#### Exercise requirements:
The response has to reproduce all entries exactly while excluding their pictures.

-------- Material to process --------

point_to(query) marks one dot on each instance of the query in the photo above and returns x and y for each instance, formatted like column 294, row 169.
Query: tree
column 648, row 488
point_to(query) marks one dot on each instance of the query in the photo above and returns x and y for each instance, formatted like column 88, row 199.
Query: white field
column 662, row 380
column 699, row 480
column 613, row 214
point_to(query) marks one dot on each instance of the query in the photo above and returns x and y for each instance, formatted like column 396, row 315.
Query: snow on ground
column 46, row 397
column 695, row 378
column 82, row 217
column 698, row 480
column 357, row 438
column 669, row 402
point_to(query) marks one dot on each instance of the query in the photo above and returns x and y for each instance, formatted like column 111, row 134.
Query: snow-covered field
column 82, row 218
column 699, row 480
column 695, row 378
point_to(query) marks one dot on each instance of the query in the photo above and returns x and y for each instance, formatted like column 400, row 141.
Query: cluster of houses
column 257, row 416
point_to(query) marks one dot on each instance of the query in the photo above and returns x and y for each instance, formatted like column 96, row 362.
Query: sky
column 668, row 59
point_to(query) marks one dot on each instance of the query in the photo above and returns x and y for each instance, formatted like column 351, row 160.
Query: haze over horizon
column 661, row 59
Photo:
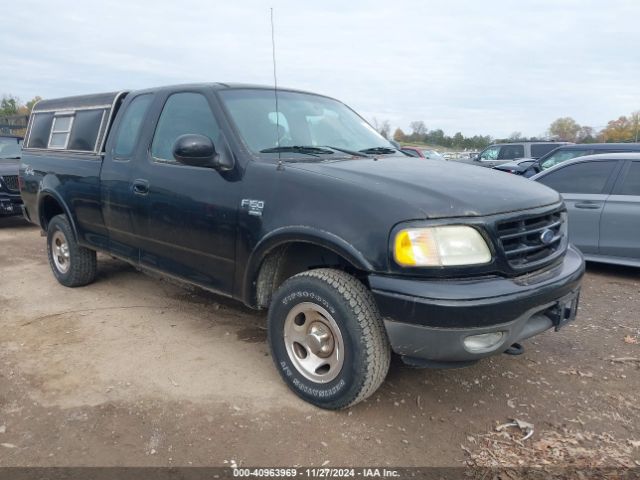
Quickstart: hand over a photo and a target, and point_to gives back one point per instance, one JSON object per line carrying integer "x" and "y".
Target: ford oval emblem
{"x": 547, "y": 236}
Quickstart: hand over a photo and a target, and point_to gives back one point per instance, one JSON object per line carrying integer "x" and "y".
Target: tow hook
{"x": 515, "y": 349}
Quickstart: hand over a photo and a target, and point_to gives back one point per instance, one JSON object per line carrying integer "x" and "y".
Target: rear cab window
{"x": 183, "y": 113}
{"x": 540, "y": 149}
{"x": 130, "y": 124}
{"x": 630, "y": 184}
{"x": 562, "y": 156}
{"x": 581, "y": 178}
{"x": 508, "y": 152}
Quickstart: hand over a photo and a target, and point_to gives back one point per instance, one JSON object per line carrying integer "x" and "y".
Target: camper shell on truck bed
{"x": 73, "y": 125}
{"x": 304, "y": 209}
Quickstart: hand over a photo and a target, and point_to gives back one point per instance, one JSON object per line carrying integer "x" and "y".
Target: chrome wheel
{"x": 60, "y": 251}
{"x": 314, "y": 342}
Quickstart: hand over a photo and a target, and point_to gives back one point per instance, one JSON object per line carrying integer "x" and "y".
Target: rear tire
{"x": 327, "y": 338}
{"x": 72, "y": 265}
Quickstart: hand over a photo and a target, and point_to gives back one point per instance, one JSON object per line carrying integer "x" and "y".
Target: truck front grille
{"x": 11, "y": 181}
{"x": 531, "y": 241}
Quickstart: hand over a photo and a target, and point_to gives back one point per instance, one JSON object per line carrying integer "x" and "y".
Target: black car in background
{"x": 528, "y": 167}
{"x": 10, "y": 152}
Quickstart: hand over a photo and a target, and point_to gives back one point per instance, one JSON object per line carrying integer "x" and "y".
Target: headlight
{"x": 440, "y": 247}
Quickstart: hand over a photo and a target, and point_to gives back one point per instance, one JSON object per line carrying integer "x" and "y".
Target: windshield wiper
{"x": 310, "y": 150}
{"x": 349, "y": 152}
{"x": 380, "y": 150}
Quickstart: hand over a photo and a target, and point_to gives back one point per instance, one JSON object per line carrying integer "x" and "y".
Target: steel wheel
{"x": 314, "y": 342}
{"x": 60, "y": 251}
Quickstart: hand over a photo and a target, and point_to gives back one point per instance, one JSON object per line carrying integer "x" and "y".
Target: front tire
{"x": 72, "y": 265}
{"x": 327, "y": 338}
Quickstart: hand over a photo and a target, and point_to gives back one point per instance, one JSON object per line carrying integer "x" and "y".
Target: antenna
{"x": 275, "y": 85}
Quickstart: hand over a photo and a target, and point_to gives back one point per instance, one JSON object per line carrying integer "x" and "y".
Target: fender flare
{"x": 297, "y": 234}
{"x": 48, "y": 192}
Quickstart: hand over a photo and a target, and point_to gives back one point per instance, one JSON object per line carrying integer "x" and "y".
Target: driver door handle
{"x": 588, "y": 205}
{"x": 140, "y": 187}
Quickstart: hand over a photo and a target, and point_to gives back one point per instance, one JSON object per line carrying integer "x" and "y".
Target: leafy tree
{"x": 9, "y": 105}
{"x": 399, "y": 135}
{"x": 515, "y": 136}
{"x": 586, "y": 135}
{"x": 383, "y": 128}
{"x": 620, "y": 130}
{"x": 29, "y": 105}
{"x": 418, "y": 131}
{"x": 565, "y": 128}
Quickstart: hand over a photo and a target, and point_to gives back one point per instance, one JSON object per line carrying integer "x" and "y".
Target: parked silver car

--------

#### Written answer:
point_to(query) marks one dot on each instance of the query in the photo above and returns x and y for each instance, formatted like column 294, row 169.
Query: tree
column 648, row 488
point_to(query) marks one dot on each instance of the query in the photo above and returns x and y for each instance, formatted like column 88, row 199.
Query: white field
column 662, row 380
column 699, row 480
column 613, row 214
point_to(query) marks one dot on each instance of the query in the photo above and returns x and y for each instance, formatted like column 396, row 315.
Query: snow on ground
column 46, row 397
column 695, row 378
column 82, row 217
column 698, row 480
column 357, row 438
column 669, row 402
point_to(query) marks one dot on each instance of the query in the photo above and returns x and y for each instance, formatted like column 111, row 134.
Query: snow-covered field
column 82, row 218
column 699, row 480
column 695, row 378
point_to(query) marks one dot on each instance of the query in the photo above and returns x and y for each instance, formatted like column 400, row 141.
Query: cluster of houses
column 257, row 416
point_to(query) marks one dot on each instance of the query in the photo above and returns x and y for each instance, formatted like column 96, row 362.
Query: sky
column 668, row 59
point_to(query) marks one dot on each instance of the query in the photo above and returns x and y for each instance, formatted like column 351, row 160.
Query: haze over horizon
column 661, row 59
Photo:
Quickstart: hand over a photo and a target, and point_to gives back one point per instance, one JSON object per line carrying integer "x" and "y".
Target: ford oval emblem
{"x": 547, "y": 236}
Quickstart: hand over a photo and a target, and point_to gives back one point per instance, one JSON object per line carrying integer "x" and "y".
Target: tow hook
{"x": 515, "y": 349}
Quickstart: hand over a photo and a target, and point_to gives back one point per instance, one JSON object per line carrying integer "x" and "y".
Target: rear cab window
{"x": 183, "y": 113}
{"x": 540, "y": 149}
{"x": 130, "y": 124}
{"x": 630, "y": 184}
{"x": 562, "y": 156}
{"x": 581, "y": 178}
{"x": 508, "y": 152}
Quickstart: hand over a photo and a target, and point_to gives back one point per instance, one JSON object per line carrying integer "x" and "y".
Target: camper shell on truck bed
{"x": 73, "y": 125}
{"x": 304, "y": 209}
Quickstart: hand over a photo and a target, and point_to gives back one point per instance, one JSON object per line carrying integer "x" and "y".
Target: chrome wheel
{"x": 60, "y": 251}
{"x": 314, "y": 342}
Quickstart: hand over a photo and a target, and point_to gives back one point per instance, one JSON object per line carrying integer "x" and "y".
Target: rear tire
{"x": 327, "y": 338}
{"x": 72, "y": 265}
Quickstart: hand over a photo and a target, and point_to gives back one point per instance, one JSON object per line carrying integer "x" and "y".
Target: truck front grille
{"x": 11, "y": 181}
{"x": 531, "y": 241}
Quickstart: hand over a photo and a target, and point_to gives back one point per instance, one JSON object per line carrying integer "x" and "y".
Target: black car in background
{"x": 528, "y": 167}
{"x": 10, "y": 152}
Quickstart: hand over a photo and a target, and point_to gives back one point per instance, one JSON object per line carrying integer "x" and "y".
Target: headlight
{"x": 440, "y": 247}
Quickstart: hand over a photo and a target, and point_to gives back one point per instance, one JSON object per line carrying integer "x" and "y".
Target: windshield wiper
{"x": 310, "y": 150}
{"x": 349, "y": 152}
{"x": 380, "y": 150}
Quickstart: hand over a photo and a target, and point_to gives back one point per instance, one JSON object per line carrying integer "x" and "y".
Target: steel wheel
{"x": 314, "y": 342}
{"x": 60, "y": 251}
Quickstart: hand over a photo and a target, and point_to gives back one point per instance, one JSON object per line carrying integer "x" and "y".
Target: front tire
{"x": 72, "y": 265}
{"x": 327, "y": 338}
Quickstart: hand over a photo and a target, and point_to gives back one point per instance, one JSON object per line carrying integer "x" and "y".
Target: antenna
{"x": 275, "y": 85}
Quickstart: hand over a photo and a target, and point_to gives back one point per instance, one JSON object per line carrying integer "x" and "y".
Target: fender flare
{"x": 297, "y": 234}
{"x": 48, "y": 192}
Quickstart: hand over a photo and a target, and point_to gives back one point per instance, one JSON object per line carrying integer "x" and "y".
Target: driver door handle
{"x": 588, "y": 205}
{"x": 140, "y": 187}
Quickstart: hand over a photo and a target, and point_to gives back one point per instance, one JSON object per line carrying integer "x" and "y".
Target: leafy tree
{"x": 9, "y": 105}
{"x": 399, "y": 135}
{"x": 515, "y": 136}
{"x": 586, "y": 135}
{"x": 383, "y": 128}
{"x": 620, "y": 130}
{"x": 29, "y": 105}
{"x": 418, "y": 131}
{"x": 565, "y": 128}
Quickstart: hand over a photo and a target, and point_to gives back one point per instance, one JSON object per line carrying integer "x" and "y".
Target: parked silver car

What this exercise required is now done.